## Problem to solve
Return everything in the solenoid problem from "An ideal solenoid is" down to "component of velocity.", copied word for word.

## Text section
^^^^^^^^

Question

An ideal solenoid is kept with its axis vertical. Current $I_0$ is flowing in the solenoid. A charge $Q$ is thrown downward inside the solenoid. The acceleration of the charged particle is then

• A. $a > g$
• B. $a = g$
• C. $a < g$
• D. $a = 0$

Hint:

A magnetic field cannot change the speed of a charged particle if its velocity is parallel to the field. Magnetic force only acts on the perpendicular component of velocity.

Answer 1

The Correct Option is B

Concept: An ideal solenoid generates a uniform magnetic field inside it, oriented along its axis. A magnetic field can exert a force on a charged particle only when the particle’s velocity has a component perpendicular to the magnetic field direction. The magnetic force on a moving charge is given by: \[ \vec{F}_B = q\,\vec{v} \times \vec{B} \]
Step 1: Directions of magnetic field and particle velocity Inside the ideal solenoid, the magnetic field $\vec{B}$ is directed along the axis of the solenoid. Since the axis of the solenoid is vertical, the magnetic field is also vertical. The charged particle is projected vertically downward, so its velocity $\vec{v}$ is vertical as well.

^^^^^^^^

## Provided material
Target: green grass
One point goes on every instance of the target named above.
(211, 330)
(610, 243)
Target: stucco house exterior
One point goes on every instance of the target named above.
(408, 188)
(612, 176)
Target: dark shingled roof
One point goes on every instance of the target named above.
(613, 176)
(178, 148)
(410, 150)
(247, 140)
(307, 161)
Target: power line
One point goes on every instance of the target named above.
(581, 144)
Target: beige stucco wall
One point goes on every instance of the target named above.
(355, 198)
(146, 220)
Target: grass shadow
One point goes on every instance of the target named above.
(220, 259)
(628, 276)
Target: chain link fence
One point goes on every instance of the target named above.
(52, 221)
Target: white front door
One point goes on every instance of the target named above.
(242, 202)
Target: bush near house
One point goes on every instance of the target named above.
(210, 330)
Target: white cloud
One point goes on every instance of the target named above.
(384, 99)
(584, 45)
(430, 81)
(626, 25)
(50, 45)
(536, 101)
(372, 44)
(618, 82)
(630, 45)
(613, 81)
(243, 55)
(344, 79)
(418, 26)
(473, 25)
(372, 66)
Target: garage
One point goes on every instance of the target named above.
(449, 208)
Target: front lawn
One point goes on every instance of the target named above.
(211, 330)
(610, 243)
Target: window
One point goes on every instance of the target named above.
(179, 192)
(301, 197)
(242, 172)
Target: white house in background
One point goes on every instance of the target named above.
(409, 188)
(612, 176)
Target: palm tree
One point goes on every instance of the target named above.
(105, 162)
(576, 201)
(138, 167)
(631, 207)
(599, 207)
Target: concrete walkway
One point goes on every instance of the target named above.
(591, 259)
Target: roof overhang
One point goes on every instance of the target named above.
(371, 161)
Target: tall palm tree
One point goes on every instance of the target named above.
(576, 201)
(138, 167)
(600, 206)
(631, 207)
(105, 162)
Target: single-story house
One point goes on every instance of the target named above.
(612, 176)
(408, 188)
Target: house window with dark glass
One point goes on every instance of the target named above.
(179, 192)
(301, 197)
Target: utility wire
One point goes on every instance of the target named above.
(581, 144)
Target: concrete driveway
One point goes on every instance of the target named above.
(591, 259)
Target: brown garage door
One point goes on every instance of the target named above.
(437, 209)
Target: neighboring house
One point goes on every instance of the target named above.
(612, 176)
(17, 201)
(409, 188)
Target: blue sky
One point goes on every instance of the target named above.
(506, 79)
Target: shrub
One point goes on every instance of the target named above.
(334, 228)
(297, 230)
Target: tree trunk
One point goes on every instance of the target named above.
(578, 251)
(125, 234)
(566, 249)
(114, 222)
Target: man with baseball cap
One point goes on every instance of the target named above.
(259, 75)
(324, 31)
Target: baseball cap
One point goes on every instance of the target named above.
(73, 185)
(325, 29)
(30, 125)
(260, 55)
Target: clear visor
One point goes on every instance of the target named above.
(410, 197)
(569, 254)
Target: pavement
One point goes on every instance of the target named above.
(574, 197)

^^^^^^^^

## Response for this exercise
An ideal solenoid is kept with its axis vertical. Current $I_0$ is flowing in the solenoid. A charge $Q$ is thrown downward inside the solenoid. The acceleration of the charged particle is then

• A. $a > g$
• B. $a = g$
• C. $a < g$
• D. $a = 0$

Hint:

A magnetic field cannot change the speed of a charged particle if its velocity is parallel to the field. Magnetic force only acts on the perpendicular component of velocity.